=== RECORDS FOR THIS EXERCISE ===

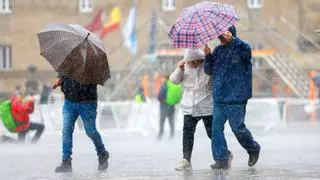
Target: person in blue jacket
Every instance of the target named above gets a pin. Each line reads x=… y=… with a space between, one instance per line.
x=231 y=69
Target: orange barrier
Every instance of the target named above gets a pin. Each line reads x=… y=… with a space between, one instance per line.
x=180 y=52
x=158 y=83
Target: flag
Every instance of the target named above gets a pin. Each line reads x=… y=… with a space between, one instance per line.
x=113 y=24
x=96 y=23
x=129 y=32
x=152 y=39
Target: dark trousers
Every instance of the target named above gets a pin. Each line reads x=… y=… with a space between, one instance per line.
x=166 y=112
x=189 y=128
x=39 y=128
x=235 y=114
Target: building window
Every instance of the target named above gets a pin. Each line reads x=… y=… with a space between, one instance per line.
x=168 y=5
x=5 y=6
x=5 y=57
x=255 y=4
x=85 y=6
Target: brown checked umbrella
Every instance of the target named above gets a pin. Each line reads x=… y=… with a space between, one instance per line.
x=75 y=52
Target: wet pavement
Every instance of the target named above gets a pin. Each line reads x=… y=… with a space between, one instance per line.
x=291 y=152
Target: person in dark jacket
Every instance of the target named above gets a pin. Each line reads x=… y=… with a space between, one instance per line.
x=166 y=110
x=45 y=93
x=80 y=100
x=231 y=69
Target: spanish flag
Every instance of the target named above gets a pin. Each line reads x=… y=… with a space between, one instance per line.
x=113 y=23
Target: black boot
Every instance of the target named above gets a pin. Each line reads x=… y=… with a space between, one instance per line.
x=253 y=158
x=64 y=167
x=103 y=161
x=220 y=165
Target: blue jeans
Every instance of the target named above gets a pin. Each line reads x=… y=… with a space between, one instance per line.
x=235 y=113
x=88 y=113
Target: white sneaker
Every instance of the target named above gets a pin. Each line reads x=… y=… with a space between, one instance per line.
x=183 y=165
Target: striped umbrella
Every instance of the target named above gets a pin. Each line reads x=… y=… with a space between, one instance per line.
x=74 y=51
x=201 y=23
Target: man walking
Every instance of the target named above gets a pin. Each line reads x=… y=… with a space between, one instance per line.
x=80 y=100
x=231 y=69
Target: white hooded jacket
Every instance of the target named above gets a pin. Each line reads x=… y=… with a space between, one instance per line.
x=197 y=96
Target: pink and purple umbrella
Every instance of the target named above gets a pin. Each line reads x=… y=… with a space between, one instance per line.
x=201 y=23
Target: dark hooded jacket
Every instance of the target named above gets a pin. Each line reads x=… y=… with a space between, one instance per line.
x=231 y=68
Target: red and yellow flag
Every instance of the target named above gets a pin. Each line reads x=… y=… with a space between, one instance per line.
x=113 y=24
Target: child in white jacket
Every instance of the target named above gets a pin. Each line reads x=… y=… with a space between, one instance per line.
x=196 y=103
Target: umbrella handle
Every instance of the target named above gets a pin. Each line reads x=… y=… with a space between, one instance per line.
x=87 y=36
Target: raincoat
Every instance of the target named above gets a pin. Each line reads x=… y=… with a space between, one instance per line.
x=231 y=69
x=197 y=94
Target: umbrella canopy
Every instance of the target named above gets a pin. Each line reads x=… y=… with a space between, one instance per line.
x=201 y=23
x=75 y=52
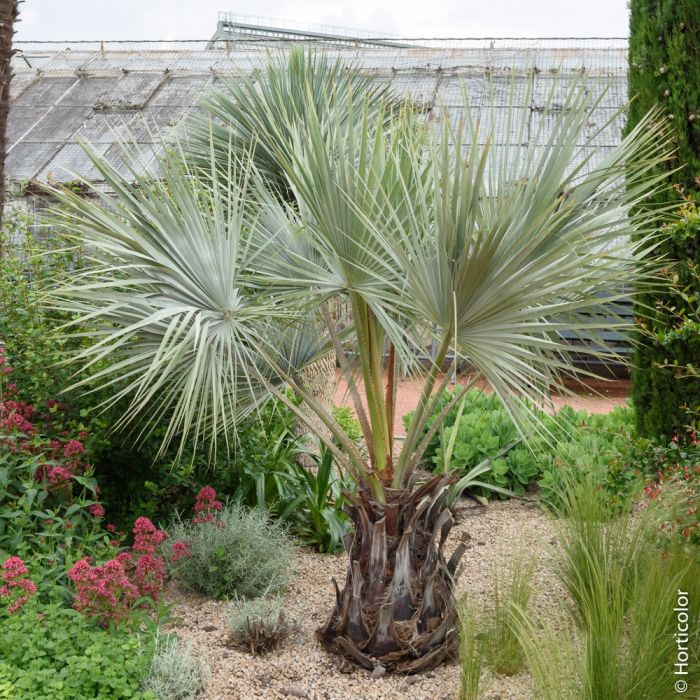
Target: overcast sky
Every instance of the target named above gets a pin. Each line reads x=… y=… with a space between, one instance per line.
x=196 y=19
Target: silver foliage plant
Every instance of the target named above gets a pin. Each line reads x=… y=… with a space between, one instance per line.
x=213 y=286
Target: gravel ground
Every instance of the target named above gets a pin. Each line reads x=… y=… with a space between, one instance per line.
x=299 y=668
x=594 y=396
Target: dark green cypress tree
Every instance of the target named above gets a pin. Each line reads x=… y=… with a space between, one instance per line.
x=664 y=69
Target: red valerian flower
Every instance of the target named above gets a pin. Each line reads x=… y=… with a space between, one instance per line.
x=16 y=586
x=97 y=510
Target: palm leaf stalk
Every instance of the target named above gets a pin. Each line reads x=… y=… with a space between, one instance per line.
x=209 y=291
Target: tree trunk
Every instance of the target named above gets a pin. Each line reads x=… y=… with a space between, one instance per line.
x=8 y=16
x=397 y=607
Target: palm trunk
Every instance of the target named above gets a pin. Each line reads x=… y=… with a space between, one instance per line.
x=8 y=16
x=397 y=608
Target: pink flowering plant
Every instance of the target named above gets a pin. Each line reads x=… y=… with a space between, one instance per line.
x=132 y=579
x=16 y=588
x=50 y=512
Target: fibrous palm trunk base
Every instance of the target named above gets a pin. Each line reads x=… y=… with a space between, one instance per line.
x=397 y=608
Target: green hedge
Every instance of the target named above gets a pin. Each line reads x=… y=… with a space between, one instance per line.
x=664 y=69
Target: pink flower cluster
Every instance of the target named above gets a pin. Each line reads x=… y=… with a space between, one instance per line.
x=5 y=367
x=206 y=505
x=103 y=592
x=16 y=586
x=107 y=592
x=97 y=510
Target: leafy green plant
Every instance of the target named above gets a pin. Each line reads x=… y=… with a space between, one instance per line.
x=258 y=625
x=51 y=652
x=600 y=447
x=175 y=673
x=420 y=229
x=315 y=515
x=664 y=71
x=484 y=442
x=238 y=552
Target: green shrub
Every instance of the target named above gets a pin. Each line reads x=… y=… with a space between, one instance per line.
x=240 y=552
x=664 y=72
x=175 y=673
x=602 y=447
x=258 y=625
x=315 y=513
x=54 y=653
x=484 y=429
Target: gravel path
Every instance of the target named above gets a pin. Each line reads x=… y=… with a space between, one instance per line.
x=593 y=396
x=299 y=668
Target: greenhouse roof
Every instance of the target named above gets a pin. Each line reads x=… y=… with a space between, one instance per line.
x=101 y=92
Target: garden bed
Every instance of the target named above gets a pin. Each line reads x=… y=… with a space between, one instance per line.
x=301 y=668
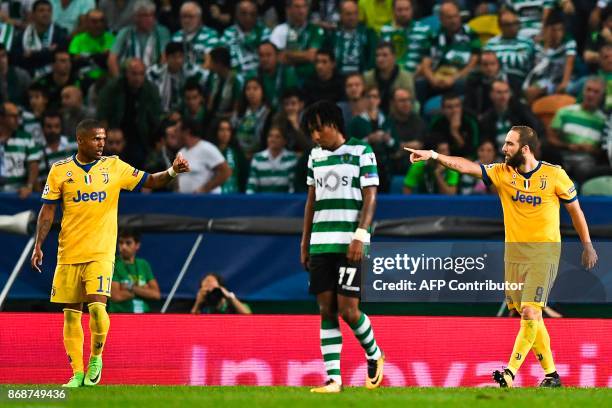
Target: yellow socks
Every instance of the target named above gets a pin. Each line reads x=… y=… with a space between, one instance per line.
x=98 y=324
x=524 y=342
x=541 y=348
x=73 y=338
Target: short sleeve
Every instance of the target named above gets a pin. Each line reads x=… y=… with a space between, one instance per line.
x=368 y=170
x=130 y=177
x=52 y=193
x=565 y=188
x=490 y=173
x=310 y=172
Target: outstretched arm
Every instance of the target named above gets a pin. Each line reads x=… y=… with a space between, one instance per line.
x=45 y=220
x=589 y=256
x=159 y=180
x=463 y=166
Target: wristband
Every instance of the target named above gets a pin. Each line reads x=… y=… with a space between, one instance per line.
x=361 y=234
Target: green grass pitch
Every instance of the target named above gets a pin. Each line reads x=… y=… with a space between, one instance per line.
x=294 y=397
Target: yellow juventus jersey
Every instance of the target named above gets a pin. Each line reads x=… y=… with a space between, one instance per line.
x=89 y=194
x=530 y=201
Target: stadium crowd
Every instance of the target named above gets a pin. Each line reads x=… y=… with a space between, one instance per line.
x=225 y=83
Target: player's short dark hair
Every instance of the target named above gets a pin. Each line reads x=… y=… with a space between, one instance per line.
x=221 y=55
x=192 y=126
x=322 y=113
x=39 y=3
x=174 y=48
x=128 y=232
x=329 y=53
x=527 y=137
x=386 y=44
x=88 y=125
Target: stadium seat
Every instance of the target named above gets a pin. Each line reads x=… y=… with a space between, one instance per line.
x=486 y=26
x=601 y=186
x=546 y=107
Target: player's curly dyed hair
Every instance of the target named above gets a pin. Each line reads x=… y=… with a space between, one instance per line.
x=322 y=113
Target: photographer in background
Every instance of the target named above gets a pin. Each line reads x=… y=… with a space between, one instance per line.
x=213 y=297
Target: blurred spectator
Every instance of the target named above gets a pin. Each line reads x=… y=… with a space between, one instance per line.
x=213 y=297
x=119 y=13
x=409 y=37
x=325 y=83
x=73 y=111
x=170 y=78
x=132 y=104
x=90 y=49
x=33 y=49
x=57 y=146
x=579 y=131
x=505 y=112
x=223 y=137
x=478 y=84
x=197 y=39
x=145 y=39
x=469 y=185
x=454 y=53
x=61 y=75
x=353 y=43
x=224 y=85
x=406 y=128
x=275 y=77
x=371 y=127
x=387 y=75
x=194 y=107
x=68 y=13
x=133 y=286
x=515 y=53
x=20 y=154
x=554 y=61
x=209 y=170
x=455 y=127
x=14 y=81
x=272 y=170
x=288 y=121
x=430 y=177
x=375 y=13
x=251 y=118
x=355 y=102
x=244 y=37
x=115 y=143
x=298 y=39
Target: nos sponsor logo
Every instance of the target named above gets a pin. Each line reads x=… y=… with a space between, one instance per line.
x=94 y=196
x=527 y=198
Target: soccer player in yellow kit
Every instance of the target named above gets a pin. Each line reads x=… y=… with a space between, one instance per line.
x=87 y=186
x=530 y=192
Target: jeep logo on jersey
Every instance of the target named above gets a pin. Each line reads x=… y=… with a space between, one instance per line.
x=94 y=196
x=332 y=181
x=527 y=198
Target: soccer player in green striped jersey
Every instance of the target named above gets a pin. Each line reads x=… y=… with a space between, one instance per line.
x=342 y=182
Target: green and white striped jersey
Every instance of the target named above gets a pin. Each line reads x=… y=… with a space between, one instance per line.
x=197 y=45
x=7 y=32
x=530 y=14
x=515 y=54
x=15 y=154
x=243 y=46
x=411 y=43
x=272 y=174
x=338 y=177
x=64 y=150
x=578 y=126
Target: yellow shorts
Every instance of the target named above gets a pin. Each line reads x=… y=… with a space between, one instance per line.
x=537 y=280
x=73 y=282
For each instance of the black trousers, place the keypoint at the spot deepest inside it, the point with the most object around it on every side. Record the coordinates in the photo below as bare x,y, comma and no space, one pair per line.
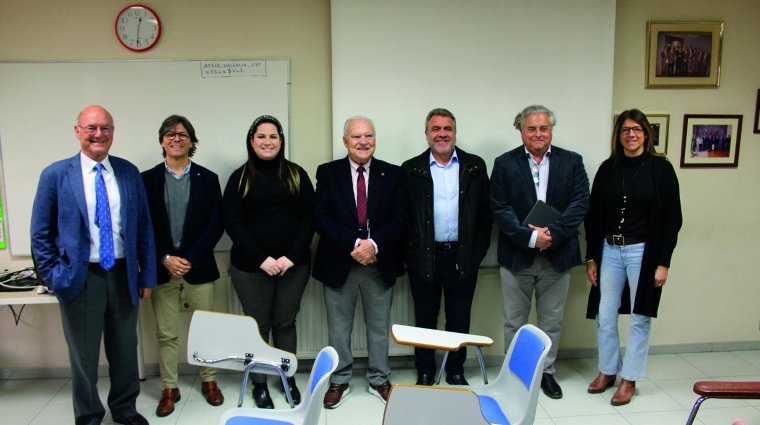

===

INSTRUCTIONS TO FOLLOW — Reproduce word for word the lines of the listing from the line with "Target: tree trunk" to the line with "x=484 y=429", including both of those lines.

TASK ANSWER —
Target: tree trunk
Every instance of the target named above gets a pin. Each line reads x=… y=… with a space between, one instance per line.
x=8 y=16
x=397 y=607
Target: palm trunk
Every instance of the target named above gets a pin. Each line reads x=… y=… with a space between, one instance per line.
x=8 y=16
x=397 y=608
Target: pink flowering plant
Every instance of the target named above gets a pin. Each line reads x=… y=… with a space between, one instance per line.
x=132 y=579
x=16 y=588
x=50 y=512
Target: fibrous palm trunk base
Every instance of the target named above gets a pin. Each line reads x=… y=… with a space between, one instance per line.
x=397 y=608
Target: green hedge
Every instance of the target named above gets a pin. Each line reads x=… y=… with a space between, one instance per line.
x=664 y=69
Target: pink flower cluster
Every instance of the target named above gets a pin. Each line reads x=… y=… with a space between, one instance per line.
x=5 y=367
x=206 y=505
x=103 y=592
x=16 y=586
x=107 y=592
x=97 y=510
Target: leafy green plant
Every instance of the target named above gets a pin. Each line reads x=… y=… with a space between, one instance per line.
x=258 y=625
x=51 y=652
x=600 y=447
x=175 y=673
x=420 y=229
x=315 y=515
x=664 y=71
x=484 y=442
x=238 y=552
Target: green shrub
Every instance of the target named above gets a pin. Each line reads x=… y=… with a space between, one instance per line.
x=240 y=552
x=664 y=72
x=175 y=673
x=602 y=447
x=258 y=625
x=315 y=513
x=54 y=653
x=484 y=429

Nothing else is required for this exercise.